Tarih:
12.10.2013
İftiraya davetiye
Melih Aşık, Avukat Turgut Kazan, Balyoz kararıyla ilgili yazıp çizenlerin yüzde 95’inin konudan hatta hukuktan habersiz olduğuna işaret ediyor.
Avukat Turgut Kazan, Balyoz kararıyla ilgili yazıp çizenlerin yüzde 95’inin konudan hatta hukuktan habersiz olduğuna işaret ediyor. Örneğin Radikal’de yazan bir hukukçu, iki gündür yazılarında “Yargıtay’ın kısa kararı” ve “Yargıtay gerekçeli kararı”ndan söz ediyor... Turgut Kazan diyor ki:- Yargıtay’ın kısa kararı olmaz... Gerekçeli kararı da olmaz... Yargıtay’ın sadece “kararı” olur...

◆ Gösterilen Kayıtlar:
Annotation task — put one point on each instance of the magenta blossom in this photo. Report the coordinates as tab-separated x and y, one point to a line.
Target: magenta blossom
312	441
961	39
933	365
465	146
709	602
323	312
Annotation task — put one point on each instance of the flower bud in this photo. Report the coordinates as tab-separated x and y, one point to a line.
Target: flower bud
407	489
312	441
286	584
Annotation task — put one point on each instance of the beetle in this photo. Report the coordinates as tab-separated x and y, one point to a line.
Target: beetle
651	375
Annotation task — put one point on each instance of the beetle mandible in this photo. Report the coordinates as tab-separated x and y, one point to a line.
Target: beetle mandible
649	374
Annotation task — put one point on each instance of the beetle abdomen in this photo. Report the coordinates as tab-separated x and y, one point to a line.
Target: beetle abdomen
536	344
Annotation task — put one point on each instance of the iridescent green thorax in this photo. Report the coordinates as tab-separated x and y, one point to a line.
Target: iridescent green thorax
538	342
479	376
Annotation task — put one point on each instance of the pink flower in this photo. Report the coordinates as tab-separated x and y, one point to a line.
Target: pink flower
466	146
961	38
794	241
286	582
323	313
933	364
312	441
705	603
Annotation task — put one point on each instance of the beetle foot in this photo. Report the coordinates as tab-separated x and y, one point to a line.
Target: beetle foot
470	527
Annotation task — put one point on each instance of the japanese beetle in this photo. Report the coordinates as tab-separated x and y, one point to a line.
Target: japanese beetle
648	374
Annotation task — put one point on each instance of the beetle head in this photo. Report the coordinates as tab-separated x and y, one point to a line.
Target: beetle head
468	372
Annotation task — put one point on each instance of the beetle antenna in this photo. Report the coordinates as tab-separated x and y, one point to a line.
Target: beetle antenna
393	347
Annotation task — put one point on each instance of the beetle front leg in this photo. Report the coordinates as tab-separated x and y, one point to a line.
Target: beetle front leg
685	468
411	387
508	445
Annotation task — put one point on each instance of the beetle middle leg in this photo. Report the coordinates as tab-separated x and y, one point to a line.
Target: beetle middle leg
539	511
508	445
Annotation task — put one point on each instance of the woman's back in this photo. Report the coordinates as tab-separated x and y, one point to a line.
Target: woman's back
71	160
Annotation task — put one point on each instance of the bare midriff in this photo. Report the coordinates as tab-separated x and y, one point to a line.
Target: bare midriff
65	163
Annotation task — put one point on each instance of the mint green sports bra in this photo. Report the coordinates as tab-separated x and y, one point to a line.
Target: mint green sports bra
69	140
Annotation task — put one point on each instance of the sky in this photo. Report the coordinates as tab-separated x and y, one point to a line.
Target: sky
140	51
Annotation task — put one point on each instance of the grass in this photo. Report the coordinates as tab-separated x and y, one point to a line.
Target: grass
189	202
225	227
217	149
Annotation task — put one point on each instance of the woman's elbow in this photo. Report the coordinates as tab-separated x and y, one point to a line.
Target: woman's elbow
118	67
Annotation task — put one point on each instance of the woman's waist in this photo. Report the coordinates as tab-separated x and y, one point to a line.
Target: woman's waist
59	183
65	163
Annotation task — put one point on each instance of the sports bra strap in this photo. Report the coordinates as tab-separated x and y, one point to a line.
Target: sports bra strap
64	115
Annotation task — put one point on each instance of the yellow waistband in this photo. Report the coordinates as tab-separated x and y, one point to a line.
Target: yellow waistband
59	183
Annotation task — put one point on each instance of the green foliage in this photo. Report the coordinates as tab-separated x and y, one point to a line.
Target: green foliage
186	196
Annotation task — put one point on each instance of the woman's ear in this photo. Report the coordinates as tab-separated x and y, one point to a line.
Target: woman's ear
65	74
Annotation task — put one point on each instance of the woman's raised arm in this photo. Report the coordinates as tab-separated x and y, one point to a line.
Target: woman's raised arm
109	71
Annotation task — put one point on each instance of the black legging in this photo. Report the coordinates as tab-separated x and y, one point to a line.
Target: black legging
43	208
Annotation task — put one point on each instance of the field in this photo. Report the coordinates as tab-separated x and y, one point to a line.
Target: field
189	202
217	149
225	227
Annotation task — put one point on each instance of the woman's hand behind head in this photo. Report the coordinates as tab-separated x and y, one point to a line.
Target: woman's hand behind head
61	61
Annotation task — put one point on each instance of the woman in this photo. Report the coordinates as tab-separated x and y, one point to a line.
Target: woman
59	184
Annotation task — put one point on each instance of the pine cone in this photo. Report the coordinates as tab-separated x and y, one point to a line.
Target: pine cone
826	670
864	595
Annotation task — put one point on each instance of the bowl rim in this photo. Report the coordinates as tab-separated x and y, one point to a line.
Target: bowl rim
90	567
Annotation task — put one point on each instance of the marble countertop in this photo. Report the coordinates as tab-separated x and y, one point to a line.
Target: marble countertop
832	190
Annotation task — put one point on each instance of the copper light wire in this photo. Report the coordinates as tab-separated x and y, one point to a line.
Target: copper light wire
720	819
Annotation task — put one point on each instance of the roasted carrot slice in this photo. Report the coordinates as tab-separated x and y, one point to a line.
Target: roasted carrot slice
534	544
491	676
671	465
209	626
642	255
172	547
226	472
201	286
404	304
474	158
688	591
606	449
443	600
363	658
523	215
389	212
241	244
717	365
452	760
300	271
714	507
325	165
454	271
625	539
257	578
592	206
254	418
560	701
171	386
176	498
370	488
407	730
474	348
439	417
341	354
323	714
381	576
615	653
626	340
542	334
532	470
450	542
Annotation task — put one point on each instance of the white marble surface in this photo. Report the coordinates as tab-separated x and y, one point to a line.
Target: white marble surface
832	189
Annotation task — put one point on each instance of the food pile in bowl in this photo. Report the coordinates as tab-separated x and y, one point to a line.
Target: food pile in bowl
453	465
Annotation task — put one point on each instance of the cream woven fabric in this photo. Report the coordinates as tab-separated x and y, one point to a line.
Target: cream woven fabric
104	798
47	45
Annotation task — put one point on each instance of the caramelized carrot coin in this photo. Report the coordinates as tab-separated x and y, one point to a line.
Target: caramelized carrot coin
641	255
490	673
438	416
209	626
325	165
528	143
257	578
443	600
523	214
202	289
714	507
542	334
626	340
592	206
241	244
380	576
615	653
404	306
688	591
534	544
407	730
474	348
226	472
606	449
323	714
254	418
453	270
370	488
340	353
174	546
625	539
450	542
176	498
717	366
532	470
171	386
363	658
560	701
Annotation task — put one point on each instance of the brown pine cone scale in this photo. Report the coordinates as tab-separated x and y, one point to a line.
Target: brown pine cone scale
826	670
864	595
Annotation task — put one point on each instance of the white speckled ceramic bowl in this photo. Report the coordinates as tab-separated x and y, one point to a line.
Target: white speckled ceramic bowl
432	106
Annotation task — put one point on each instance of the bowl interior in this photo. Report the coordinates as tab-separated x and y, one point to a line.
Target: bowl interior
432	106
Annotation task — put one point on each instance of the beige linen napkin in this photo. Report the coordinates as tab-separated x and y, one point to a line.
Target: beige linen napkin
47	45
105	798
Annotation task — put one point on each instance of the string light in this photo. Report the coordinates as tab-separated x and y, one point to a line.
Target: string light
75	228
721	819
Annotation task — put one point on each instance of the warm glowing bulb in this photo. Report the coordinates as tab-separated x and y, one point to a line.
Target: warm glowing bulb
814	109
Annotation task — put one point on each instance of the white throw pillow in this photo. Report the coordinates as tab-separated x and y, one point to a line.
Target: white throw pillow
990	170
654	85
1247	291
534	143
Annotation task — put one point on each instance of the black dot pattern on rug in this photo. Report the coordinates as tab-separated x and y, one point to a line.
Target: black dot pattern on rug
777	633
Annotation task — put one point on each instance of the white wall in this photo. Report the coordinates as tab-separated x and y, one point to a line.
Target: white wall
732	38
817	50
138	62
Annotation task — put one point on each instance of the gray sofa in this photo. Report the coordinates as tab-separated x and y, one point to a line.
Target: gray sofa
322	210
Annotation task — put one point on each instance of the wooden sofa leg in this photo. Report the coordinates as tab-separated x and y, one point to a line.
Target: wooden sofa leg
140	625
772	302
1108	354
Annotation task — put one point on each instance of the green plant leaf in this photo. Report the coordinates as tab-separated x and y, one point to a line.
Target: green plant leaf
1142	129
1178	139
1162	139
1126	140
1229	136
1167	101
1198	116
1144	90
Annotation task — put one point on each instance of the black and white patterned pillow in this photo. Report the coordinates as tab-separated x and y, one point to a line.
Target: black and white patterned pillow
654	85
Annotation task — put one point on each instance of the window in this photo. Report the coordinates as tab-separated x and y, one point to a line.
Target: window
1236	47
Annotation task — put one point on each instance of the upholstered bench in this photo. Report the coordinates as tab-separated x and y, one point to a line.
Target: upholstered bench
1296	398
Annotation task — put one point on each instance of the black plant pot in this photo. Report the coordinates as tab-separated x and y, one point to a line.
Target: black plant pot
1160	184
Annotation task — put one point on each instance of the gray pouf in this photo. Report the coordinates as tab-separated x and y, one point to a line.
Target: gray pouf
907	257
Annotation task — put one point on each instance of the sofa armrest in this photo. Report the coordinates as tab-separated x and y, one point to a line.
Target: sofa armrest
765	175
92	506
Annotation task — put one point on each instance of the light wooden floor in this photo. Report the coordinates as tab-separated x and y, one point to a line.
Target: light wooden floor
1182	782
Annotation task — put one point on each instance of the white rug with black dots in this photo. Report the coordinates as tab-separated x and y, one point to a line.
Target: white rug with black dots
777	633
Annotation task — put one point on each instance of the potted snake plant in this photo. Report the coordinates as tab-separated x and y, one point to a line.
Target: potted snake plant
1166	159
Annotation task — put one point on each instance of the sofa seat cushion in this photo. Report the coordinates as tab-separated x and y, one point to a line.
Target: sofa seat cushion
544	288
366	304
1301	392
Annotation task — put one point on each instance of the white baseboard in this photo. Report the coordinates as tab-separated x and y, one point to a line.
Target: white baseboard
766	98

◆ Yapılacaklar:
1. Kayıtlarda "beige" kelimesinin geçtiği satırları sayın ve yalnızca bu sayıyı yazın.
2. Balyoz kararı üzerine yazılmış köşe yazısını kaldığı yerden sürdürün.
Metin ile kayıtlar birbirinden bağımsızdır.

◆ Görev Sonuçları:
1. 2

2.
Kimi köşe yazılarında CD, DVD gibi dijital veriler sahte de olsa 2003’teki plan seminerinin bir darbe teşebbüsü olduğu öne sürülüyor...
Oysa hem mahkeme hem Yargıtay kararı dijital veriler üzerine kurulu...
Darbe teşebbüsünden söz edilebilmesi için... Darbe hareketinin başlaması... Bu hareketin sanıkların elinde olmayan nedenlerle başarıya ulaşamaması gerekiyor. Oysa ortada dışarıdan etkilerle önlenmiş bir icra hareketi görünmüyor.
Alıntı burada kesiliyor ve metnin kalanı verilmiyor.